>> START Information given

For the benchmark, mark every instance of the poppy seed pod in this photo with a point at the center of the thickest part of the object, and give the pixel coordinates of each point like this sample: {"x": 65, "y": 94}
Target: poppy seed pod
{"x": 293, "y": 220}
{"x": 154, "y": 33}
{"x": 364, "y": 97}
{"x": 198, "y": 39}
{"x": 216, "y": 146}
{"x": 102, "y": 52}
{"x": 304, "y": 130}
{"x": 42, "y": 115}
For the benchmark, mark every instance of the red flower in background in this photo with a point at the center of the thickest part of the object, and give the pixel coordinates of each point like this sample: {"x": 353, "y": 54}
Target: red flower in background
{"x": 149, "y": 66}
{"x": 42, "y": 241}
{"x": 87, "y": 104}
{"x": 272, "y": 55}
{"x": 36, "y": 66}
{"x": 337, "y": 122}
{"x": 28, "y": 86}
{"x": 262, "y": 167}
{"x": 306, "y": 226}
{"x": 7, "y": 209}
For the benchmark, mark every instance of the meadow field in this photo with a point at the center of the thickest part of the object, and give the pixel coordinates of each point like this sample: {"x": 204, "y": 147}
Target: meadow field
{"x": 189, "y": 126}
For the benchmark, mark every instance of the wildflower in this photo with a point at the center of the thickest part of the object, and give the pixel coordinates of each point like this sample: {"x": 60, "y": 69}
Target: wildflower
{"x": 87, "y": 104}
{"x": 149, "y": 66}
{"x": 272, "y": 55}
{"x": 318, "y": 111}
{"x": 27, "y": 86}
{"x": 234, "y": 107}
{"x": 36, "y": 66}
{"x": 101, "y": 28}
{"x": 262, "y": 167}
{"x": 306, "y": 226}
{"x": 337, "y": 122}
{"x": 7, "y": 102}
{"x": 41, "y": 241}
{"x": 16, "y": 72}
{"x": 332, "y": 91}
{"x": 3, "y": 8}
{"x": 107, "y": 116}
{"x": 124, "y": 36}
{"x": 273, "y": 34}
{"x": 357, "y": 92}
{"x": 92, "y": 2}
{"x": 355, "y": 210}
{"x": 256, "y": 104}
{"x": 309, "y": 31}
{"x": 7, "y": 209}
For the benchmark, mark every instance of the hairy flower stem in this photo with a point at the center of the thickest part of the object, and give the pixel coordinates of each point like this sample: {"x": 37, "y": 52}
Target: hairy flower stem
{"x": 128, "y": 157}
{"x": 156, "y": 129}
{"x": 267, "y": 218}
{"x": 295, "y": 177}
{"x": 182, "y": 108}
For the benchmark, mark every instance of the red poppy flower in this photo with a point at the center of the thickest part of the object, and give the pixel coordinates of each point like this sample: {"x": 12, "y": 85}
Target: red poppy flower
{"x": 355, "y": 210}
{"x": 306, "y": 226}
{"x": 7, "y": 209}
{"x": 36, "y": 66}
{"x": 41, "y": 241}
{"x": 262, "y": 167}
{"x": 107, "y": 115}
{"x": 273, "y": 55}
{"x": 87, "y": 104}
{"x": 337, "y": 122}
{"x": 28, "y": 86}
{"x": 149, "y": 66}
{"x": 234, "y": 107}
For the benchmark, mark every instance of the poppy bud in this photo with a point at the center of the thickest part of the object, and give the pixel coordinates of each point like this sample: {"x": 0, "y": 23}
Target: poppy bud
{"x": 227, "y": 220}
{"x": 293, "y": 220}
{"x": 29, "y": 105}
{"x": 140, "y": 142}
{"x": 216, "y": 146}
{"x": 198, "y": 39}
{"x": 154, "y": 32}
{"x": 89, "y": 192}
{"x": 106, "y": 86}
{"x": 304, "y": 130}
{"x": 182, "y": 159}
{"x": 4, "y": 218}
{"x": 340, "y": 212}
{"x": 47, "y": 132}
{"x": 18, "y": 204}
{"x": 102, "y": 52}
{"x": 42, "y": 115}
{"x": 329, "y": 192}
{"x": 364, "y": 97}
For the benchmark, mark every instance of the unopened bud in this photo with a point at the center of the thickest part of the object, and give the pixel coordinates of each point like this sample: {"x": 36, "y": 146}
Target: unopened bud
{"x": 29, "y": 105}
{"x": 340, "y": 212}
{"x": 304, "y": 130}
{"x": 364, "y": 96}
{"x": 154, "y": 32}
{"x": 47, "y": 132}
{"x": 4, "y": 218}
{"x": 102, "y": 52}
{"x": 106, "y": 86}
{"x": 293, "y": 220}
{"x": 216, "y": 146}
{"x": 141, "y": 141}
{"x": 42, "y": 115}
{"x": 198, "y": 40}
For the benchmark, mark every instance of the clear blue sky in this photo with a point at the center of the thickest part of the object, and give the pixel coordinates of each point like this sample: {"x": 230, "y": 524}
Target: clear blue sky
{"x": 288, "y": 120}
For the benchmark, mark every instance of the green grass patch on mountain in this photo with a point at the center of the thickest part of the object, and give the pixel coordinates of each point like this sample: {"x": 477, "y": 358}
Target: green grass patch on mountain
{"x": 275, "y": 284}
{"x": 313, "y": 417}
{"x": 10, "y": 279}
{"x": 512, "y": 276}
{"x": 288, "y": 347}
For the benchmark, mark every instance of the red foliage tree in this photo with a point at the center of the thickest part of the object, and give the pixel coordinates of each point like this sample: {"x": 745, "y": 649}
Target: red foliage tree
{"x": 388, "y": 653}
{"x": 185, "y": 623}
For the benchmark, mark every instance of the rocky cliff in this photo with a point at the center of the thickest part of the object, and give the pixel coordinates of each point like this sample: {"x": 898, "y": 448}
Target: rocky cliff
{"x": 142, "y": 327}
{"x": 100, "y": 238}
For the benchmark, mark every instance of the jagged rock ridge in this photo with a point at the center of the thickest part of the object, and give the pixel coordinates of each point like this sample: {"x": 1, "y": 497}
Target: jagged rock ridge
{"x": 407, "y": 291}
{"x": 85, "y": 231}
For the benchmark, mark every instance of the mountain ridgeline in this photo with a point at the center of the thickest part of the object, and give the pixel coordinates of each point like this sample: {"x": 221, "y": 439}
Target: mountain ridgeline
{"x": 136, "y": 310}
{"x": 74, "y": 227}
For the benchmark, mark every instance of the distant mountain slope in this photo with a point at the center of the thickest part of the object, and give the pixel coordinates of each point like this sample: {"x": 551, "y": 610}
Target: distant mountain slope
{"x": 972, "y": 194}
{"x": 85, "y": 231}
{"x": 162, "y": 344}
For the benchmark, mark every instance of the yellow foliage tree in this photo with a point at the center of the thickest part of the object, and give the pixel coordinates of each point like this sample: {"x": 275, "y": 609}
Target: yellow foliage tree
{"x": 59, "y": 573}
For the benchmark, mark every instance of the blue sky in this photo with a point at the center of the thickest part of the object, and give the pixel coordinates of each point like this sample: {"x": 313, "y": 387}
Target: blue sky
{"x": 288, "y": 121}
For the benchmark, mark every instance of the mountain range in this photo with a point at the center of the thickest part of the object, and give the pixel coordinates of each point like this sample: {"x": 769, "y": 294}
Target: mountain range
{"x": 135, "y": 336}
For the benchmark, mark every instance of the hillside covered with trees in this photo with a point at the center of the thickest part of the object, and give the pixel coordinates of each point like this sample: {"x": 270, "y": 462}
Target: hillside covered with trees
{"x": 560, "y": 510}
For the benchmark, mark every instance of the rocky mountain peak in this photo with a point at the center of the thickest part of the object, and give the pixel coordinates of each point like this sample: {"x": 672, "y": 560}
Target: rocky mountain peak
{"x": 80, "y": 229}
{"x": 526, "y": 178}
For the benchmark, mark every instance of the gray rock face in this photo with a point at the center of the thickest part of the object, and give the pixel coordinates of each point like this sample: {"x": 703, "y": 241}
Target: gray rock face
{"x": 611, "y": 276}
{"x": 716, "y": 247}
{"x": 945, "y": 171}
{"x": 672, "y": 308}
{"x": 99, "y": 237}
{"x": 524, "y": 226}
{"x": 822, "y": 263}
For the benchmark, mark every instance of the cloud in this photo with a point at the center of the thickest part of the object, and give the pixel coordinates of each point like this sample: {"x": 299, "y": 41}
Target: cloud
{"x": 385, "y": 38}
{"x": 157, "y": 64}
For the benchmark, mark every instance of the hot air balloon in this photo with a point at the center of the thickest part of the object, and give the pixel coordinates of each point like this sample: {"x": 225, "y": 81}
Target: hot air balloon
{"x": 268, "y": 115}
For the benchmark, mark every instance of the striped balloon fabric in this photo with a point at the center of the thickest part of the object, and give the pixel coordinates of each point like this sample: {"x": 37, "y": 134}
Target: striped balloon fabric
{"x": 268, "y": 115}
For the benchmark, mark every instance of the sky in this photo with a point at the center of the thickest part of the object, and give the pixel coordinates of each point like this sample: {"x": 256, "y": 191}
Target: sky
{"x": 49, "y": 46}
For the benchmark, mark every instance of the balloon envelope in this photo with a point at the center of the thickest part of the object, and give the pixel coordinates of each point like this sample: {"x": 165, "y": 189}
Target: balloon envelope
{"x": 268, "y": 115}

>> END Information given

** Direction **
Please change "balloon envelope" to "hot air balloon envelope" in the stretch of data from the line containing "For the benchmark, mark every instance of the balloon" through the end of the data, and give back only those lines with everything else unchanged.

** Result for this task **
For the benchmark, mark every instance of the hot air balloon envelope in this photo with a point at the center of the thickest part of the object, and give the pixel coordinates of each point like this sample: {"x": 165, "y": 189}
Target: hot air balloon envelope
{"x": 268, "y": 115}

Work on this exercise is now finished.